◆ TASK DIRECTIONS ◆
Pull out every line of the records below that contains the string "shrub" and copy each one in full. The match is case-sensitive.

◆ STORED ROWS ◆
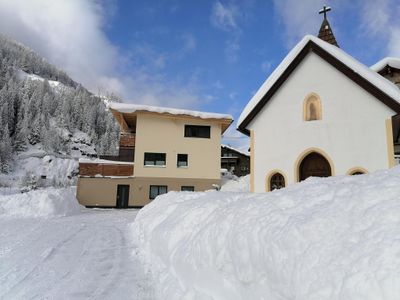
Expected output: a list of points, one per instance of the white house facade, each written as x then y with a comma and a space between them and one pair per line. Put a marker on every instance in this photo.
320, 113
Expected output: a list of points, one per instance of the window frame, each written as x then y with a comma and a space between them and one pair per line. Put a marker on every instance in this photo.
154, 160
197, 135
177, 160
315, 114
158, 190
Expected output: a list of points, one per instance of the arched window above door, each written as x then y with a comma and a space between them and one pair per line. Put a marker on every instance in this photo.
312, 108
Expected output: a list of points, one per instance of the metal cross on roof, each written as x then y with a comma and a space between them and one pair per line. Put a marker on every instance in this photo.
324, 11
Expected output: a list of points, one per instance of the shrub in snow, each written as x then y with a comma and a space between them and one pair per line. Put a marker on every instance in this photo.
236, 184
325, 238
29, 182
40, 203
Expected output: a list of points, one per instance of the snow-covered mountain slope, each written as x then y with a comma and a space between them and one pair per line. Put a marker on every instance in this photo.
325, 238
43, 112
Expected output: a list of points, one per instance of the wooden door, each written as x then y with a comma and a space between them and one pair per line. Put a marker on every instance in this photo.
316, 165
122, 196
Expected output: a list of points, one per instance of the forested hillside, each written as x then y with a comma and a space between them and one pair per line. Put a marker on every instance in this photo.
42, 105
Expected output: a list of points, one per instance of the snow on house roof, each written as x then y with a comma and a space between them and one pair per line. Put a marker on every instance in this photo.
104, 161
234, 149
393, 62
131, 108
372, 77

...

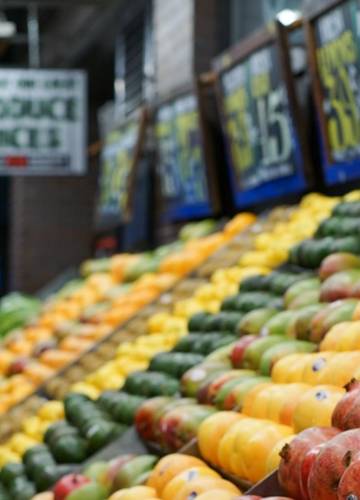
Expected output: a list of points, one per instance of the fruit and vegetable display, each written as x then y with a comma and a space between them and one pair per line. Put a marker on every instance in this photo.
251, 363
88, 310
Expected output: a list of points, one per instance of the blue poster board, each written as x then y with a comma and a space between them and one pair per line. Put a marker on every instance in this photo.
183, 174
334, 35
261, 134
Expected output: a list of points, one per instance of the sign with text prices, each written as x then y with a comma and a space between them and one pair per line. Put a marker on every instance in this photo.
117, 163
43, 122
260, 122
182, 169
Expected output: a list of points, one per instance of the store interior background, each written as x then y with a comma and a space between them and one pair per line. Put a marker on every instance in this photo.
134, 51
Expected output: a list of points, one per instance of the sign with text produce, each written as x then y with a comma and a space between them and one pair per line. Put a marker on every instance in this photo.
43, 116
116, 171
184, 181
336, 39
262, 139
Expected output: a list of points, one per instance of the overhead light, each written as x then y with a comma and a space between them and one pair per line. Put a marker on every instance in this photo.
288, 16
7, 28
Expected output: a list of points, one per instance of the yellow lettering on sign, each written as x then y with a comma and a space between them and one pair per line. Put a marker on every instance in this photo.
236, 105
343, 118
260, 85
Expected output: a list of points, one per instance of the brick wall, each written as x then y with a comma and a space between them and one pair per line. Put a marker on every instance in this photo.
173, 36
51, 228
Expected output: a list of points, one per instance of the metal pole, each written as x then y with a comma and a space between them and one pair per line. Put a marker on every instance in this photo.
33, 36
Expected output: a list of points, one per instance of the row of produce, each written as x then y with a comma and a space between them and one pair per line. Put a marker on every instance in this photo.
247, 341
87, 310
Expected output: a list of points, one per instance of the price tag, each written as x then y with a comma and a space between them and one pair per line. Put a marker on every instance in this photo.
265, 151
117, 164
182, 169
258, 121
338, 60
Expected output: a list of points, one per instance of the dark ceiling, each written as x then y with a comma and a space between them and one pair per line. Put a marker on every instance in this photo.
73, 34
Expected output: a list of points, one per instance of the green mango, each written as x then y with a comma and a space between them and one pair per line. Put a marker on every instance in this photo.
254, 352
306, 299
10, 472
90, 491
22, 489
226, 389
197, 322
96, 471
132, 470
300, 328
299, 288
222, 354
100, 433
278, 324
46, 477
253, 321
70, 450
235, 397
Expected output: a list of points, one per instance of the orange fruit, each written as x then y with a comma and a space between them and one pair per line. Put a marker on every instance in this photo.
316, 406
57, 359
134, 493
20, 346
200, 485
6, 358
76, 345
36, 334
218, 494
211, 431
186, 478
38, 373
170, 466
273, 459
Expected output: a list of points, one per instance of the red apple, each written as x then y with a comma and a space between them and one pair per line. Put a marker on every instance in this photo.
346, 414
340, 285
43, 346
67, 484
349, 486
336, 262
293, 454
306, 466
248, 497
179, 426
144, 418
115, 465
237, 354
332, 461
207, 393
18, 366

◆ WRITTEN RESPONSE ◆
Expected output: a list of points, one per instance of the shrub in snow, each written as x then y with a comma and a space between them and one pair per line. Put a marker on every instance in this photo.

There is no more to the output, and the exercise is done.